*** Exercise materials ***

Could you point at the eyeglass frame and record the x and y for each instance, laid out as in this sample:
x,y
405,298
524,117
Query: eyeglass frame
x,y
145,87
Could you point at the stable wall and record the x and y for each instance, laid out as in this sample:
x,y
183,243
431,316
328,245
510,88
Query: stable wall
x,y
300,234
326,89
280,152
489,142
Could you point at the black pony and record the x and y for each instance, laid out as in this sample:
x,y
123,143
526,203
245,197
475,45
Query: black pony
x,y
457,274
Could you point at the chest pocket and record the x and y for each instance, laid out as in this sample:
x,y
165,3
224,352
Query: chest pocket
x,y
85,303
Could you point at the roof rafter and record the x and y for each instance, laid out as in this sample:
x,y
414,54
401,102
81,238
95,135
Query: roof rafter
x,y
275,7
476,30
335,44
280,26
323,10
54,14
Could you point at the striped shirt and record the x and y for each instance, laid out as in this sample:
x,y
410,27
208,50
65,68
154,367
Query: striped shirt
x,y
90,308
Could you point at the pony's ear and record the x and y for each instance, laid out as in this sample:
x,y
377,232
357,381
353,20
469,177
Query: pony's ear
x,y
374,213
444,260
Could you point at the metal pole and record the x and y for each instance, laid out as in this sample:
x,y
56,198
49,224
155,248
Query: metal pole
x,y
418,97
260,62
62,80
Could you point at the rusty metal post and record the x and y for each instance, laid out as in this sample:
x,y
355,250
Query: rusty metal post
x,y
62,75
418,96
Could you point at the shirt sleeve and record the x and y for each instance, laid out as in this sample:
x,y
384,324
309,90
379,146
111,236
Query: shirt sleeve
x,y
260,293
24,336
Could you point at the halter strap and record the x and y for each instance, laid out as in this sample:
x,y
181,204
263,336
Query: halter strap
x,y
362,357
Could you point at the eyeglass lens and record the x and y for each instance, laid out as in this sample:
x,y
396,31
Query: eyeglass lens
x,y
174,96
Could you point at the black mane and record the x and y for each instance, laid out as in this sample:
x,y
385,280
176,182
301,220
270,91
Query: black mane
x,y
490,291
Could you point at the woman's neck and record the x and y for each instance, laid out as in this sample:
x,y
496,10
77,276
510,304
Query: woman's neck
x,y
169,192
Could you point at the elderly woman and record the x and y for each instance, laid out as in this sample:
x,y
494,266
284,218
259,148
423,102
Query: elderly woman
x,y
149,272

*** End of Exercise materials ***

Task to complete →
Transcribe each record exactly as it is written above.

Answer →
Could you point at the eyeglass frame and record the x and y for each instance, laid out as in this sample:
x,y
405,298
524,117
Query: eyeglass frame
x,y
145,87
Could you point at the stable wall and record the x and y for each instance, laid out as in this sample:
x,y
183,243
431,316
328,245
510,88
Query: stable wall
x,y
300,234
326,89
280,152
489,142
Could you point at the black pony and record the x and y for each instance, laid out as in this sample:
x,y
123,143
526,203
245,197
475,45
Query: black pony
x,y
457,274
Could you point at the chest pocket and record the x and y for each instance, laid out as in this sample:
x,y
165,3
224,352
Query: chest pocket
x,y
85,303
Could you point at the roof rafter and record the x and y for each instance, laid out as in this sample:
x,y
414,54
401,102
81,238
95,135
Query: roof rafter
x,y
275,7
476,30
335,44
280,26
323,10
54,14
Could you point at the striped shirt and record the x and y for each instance, laid out as in this sample:
x,y
410,27
208,50
65,68
154,367
Query: striped shirt
x,y
90,308
Could you point at the pony's ear and record the x and y for each instance, laid out as in this sample:
x,y
377,232
357,381
353,20
469,177
Query: pony's ear
x,y
374,213
444,260
Could you point at the metal pole and record the x and y for each instance, laid out as in this sample:
x,y
56,198
49,224
155,248
Query: metal pole
x,y
418,97
260,62
62,80
Could you point at the rusty metal post and record the x and y for each instance, laid out as in this sample:
x,y
355,250
Query: rusty metal post
x,y
62,75
418,96
Could you point at the shirt sleeve and record the x and y for each instance, laid out as in this sample:
x,y
384,324
309,90
379,146
111,236
Query: shirt sleeve
x,y
260,293
24,336
Could you point at the halter strap and record the x and y for each instance, laid out as in this sample:
x,y
181,204
263,336
Query: halter strap
x,y
362,357
Could you point at the eyeglass lens and record the x and y for each instance, laid out as in this sample:
x,y
396,31
Query: eyeglass lens
x,y
174,96
Could you point at the black mane and record the x and y for each instance, laid out as in this sample:
x,y
385,280
176,182
301,220
270,91
Query: black mane
x,y
490,291
Could you point at the woman's neck and record the x and y for each instance, laid out as in this sample:
x,y
496,10
77,276
510,304
Query: woman's neck
x,y
169,192
Could you point at the elderly woman and record the x and y for each instance, laid out as in this sample:
x,y
494,266
284,218
259,148
423,102
Query: elderly woman
x,y
149,272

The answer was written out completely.